Rewrite every one of the records below, changing "scan" to "check" and keeping everything else the same.

══ STORED RECORDS ══

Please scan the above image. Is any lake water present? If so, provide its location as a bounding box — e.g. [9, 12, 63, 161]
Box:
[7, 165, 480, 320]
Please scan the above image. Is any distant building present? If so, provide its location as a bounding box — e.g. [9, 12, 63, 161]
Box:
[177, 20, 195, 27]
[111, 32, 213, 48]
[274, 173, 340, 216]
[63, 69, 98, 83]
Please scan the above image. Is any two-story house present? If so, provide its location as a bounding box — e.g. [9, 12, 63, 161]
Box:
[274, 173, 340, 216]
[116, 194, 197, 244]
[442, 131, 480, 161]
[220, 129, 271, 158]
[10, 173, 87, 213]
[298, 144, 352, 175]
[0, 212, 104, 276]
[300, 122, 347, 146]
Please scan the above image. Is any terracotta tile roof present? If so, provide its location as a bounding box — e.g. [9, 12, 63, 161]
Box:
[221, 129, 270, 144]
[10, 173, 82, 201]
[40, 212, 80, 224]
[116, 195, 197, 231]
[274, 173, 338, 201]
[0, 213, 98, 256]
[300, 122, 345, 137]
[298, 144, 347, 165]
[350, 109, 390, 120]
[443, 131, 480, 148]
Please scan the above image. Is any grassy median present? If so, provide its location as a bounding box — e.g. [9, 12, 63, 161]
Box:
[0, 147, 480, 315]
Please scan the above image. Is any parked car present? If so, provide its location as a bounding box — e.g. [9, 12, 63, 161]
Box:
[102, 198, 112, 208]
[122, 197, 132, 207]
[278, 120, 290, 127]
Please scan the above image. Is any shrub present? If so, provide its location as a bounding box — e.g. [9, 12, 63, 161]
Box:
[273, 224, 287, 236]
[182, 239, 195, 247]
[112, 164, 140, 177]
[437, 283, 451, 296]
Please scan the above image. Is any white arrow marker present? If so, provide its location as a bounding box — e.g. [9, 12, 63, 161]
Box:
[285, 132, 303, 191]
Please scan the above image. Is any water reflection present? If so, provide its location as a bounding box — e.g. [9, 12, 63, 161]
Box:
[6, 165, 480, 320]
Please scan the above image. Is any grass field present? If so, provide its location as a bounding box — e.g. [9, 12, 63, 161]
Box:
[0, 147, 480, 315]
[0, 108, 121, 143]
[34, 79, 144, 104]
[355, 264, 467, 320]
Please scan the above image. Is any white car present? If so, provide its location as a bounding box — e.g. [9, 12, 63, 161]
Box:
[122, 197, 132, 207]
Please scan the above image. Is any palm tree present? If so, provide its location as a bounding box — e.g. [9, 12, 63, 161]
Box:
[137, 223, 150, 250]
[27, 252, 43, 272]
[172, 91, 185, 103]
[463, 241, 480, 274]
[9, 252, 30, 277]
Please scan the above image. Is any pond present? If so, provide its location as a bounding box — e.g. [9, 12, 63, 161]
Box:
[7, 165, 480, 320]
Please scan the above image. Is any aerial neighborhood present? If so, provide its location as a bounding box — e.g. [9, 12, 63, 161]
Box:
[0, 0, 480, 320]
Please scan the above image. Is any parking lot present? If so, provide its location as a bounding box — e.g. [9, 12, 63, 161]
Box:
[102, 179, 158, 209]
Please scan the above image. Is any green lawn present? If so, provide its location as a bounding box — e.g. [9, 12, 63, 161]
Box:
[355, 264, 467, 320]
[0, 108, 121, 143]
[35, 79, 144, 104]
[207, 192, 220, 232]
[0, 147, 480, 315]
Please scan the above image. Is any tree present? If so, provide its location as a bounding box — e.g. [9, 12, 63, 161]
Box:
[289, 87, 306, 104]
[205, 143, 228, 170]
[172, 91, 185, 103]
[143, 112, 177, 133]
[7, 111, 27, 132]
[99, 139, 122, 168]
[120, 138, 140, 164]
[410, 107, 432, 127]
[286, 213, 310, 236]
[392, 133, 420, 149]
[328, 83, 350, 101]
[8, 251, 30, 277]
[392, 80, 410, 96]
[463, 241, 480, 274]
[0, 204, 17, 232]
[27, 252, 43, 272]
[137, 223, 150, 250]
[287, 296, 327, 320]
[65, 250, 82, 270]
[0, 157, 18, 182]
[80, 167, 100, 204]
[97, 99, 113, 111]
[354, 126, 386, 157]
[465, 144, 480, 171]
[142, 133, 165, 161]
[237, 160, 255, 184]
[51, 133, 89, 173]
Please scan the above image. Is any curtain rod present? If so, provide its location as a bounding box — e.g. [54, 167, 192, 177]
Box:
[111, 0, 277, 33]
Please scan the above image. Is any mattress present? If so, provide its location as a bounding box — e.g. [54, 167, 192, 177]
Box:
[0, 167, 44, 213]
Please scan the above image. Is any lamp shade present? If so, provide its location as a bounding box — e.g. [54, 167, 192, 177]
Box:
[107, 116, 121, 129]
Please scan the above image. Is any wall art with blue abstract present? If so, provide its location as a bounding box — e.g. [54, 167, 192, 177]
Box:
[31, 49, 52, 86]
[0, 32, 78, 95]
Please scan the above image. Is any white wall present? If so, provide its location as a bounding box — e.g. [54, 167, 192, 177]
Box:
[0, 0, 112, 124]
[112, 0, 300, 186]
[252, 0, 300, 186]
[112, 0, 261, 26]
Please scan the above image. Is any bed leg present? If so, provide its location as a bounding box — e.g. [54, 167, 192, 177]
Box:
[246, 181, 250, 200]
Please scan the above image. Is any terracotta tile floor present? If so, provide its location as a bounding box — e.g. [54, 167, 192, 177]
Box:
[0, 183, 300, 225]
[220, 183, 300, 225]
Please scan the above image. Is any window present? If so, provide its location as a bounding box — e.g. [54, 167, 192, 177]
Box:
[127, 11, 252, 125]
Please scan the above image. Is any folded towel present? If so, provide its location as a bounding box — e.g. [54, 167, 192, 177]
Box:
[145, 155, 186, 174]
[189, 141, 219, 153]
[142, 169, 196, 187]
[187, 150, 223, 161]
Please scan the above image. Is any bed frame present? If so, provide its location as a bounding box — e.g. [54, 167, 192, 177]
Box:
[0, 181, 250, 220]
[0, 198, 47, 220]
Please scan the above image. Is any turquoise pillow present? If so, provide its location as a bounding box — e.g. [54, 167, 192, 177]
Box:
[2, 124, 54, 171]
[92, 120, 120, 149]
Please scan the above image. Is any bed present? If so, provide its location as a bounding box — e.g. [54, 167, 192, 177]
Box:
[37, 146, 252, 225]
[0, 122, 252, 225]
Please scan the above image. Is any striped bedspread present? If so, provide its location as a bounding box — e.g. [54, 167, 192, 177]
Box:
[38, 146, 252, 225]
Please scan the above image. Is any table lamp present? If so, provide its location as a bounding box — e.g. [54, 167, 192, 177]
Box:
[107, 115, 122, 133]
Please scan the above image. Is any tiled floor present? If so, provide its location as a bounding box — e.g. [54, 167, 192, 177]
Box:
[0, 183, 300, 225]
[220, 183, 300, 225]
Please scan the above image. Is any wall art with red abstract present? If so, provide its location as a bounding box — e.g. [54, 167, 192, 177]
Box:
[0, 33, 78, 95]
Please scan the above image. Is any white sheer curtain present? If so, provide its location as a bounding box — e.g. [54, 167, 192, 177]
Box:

═══

> FULL SOLUTION
Please check the above image. Is any lake water present? If so, provide its location as a bounding box — e.g. [9, 12, 63, 161]
Box:
[7, 165, 480, 320]
Please check the above image. Is any distant building present? If so, provide its location as a bounding box — e.g. [9, 12, 63, 161]
Box:
[177, 20, 195, 27]
[111, 32, 213, 48]
[274, 173, 340, 216]
[63, 69, 98, 83]
Please check the above image. Is any two-story house present? If so, provide its location as a bounding box — e.g. [9, 12, 63, 161]
Box:
[274, 173, 340, 216]
[116, 194, 197, 244]
[442, 131, 480, 161]
[220, 129, 271, 158]
[10, 173, 87, 213]
[298, 144, 352, 175]
[0, 212, 104, 276]
[300, 122, 347, 146]
Please check the above image. Is any terracotta tile roof present? If so, provide its location as a bounding box — e.g. [9, 12, 63, 161]
Box:
[221, 129, 270, 144]
[10, 173, 82, 201]
[40, 212, 80, 224]
[116, 195, 197, 231]
[274, 173, 338, 201]
[0, 213, 98, 256]
[300, 122, 345, 137]
[298, 144, 347, 165]
[350, 109, 390, 120]
[443, 131, 480, 148]
Please check the above image. Is any grassy median present? If so, provide its location as a bounding box — e.g. [9, 12, 63, 161]
Box:
[0, 147, 480, 315]
Please check the above image. Is any parked car present? If so, provide its location as a bounding box — e.g. [9, 12, 63, 161]
Box:
[102, 198, 112, 208]
[122, 197, 132, 207]
[278, 120, 290, 127]
Please check the above image. Is any shrub present? If so, provide its location as a bounding box — e.g. [9, 12, 63, 161]
Box:
[273, 224, 287, 236]
[182, 239, 195, 247]
[112, 164, 140, 177]
[437, 283, 451, 296]
Please check the above image. Is any white arrow marker present? If so, provide its location as a bounding box — e.g. [9, 12, 63, 161]
Box:
[285, 132, 303, 191]
Please check the above image. Is any water reflection present? If so, provide its location as a bounding box — e.g. [9, 12, 63, 161]
Box:
[6, 165, 480, 320]
Please check the above image. Is any grass field present? If so, provide its location as a bounding box — e.g. [9, 12, 63, 161]
Box:
[0, 147, 480, 315]
[0, 108, 121, 143]
[34, 79, 144, 104]
[355, 264, 467, 320]
Please check the above image. Is any white car present? If so, provide its location as a bounding box — e.g. [9, 12, 63, 161]
Box:
[122, 197, 132, 207]
Please check the above image. Is any palm tree present? If so, provide its location as a bounding box — e.g. [9, 12, 63, 161]
Box:
[137, 223, 150, 250]
[27, 252, 43, 272]
[172, 91, 185, 103]
[463, 241, 480, 274]
[9, 252, 30, 277]
Please check the above image. Is any pond present? If so, provide its location as a bounding box — e.g. [9, 12, 63, 161]
Box:
[7, 165, 480, 320]
Please check the above image. Is any aerial neighborhood present? If so, provide its location as a bounding box — e.g. [9, 12, 63, 161]
Box:
[0, 0, 480, 320]
Please check the above image. Is any parking lot present? If so, provide its location as a bounding box — e.g. [9, 12, 63, 161]
Box:
[102, 179, 158, 209]
Please check the above image. Is any green lawn present? If so, provide its location as a bounding box — e.g. [9, 12, 63, 161]
Box:
[355, 264, 467, 320]
[0, 108, 121, 143]
[35, 79, 144, 104]
[207, 192, 220, 232]
[0, 147, 480, 315]
Please check the above image. Is any tree present? If so, provide its location as a bounding box — e.g. [9, 12, 63, 161]
Box:
[289, 87, 306, 104]
[205, 143, 228, 170]
[172, 91, 185, 103]
[143, 112, 177, 133]
[7, 111, 27, 132]
[99, 139, 122, 168]
[120, 138, 140, 164]
[410, 107, 432, 127]
[286, 213, 310, 236]
[392, 133, 420, 149]
[328, 83, 350, 101]
[8, 251, 30, 277]
[392, 80, 410, 96]
[463, 241, 480, 274]
[0, 204, 17, 232]
[27, 252, 43, 272]
[137, 223, 150, 250]
[287, 296, 327, 320]
[65, 250, 82, 270]
[0, 157, 18, 182]
[80, 167, 100, 204]
[97, 99, 113, 111]
[354, 126, 386, 157]
[465, 144, 480, 171]
[142, 133, 165, 161]
[237, 160, 255, 184]
[51, 133, 89, 173]
Please check the above image. Is any curtain rod present? If so, provide its location as a bounding box — e.g. [54, 167, 192, 177]
Box:
[111, 0, 277, 33]
Please check the above image. Is any mattress present? If so, provide its location as a bounding box — e.g. [54, 167, 192, 177]
Box:
[0, 167, 44, 213]
Please check the above image. Is any lamp shade present? If so, provide its location as a bounding box — e.g. [54, 167, 192, 177]
Box:
[107, 116, 121, 129]
Please check the above image. Is any wall art with blue abstract present? If so, provide its location as a bounding box — e.g. [54, 167, 192, 177]
Box:
[31, 49, 52, 86]
[0, 32, 78, 95]
Please check the above image. Is any white wall present? If so, provide its location as a bounding box — e.g. [54, 167, 192, 177]
Box:
[0, 0, 112, 124]
[112, 0, 300, 186]
[252, 0, 300, 186]
[112, 0, 261, 26]
Please check the above image. Is any bed leg present? If so, provide its location as a bounding box — e.g. [54, 167, 192, 177]
Box:
[246, 181, 250, 200]
Please check the above image. Is any terracotta tile floor present? If so, provide its location as a bounding box — e.g. [54, 167, 192, 177]
Box:
[0, 183, 300, 225]
[220, 183, 300, 225]
Please check the above image. Is any window present? If so, provide its location as a bounding box — e.g. [54, 167, 192, 177]
Box:
[127, 11, 252, 125]
Please check the above image. Is any folded towel present? If so, provide its location as a bounding box — e.g. [54, 167, 192, 177]
Box:
[145, 155, 186, 174]
[189, 141, 219, 153]
[142, 169, 196, 187]
[187, 150, 223, 161]
Please check the above image. Is any bed frame present? If so, provide its location as a bounding box — e.g. [54, 167, 192, 177]
Box:
[0, 181, 250, 220]
[0, 198, 47, 220]
Please check the above image. Is any turquoise pillow present? If so, provide its location as a bounding box — e.g. [54, 167, 192, 177]
Box:
[2, 124, 54, 171]
[92, 120, 120, 149]
Please check the above image. Is any bed present? If so, provide its location as a bounding box — e.g. [54, 167, 192, 177]
Box:
[37, 146, 252, 225]
[0, 122, 252, 225]
Please check the above image. Is any striped bedspread present? If so, provide its location as a bounding box — e.g. [54, 167, 192, 177]
Box:
[38, 146, 252, 225]
Please check the above image. Is any table lamp present? If so, provide its location as a bounding box — e.g. [54, 167, 192, 177]
Box:
[107, 115, 122, 133]
Please check the above image. Is any tiled floor present? If so, provide its location as a bounding box — e.g. [54, 167, 192, 177]
Box:
[0, 183, 300, 225]
[220, 183, 300, 225]
Please check the above image. Is any wall art with red abstract present? If so, provide its location as a bounding box — e.g. [54, 167, 192, 177]
Box:
[0, 33, 78, 95]
Please check the above image. Is any white sheer curtain present? If so, provide its location as a bounding box — e.g. [54, 167, 192, 177]
Box:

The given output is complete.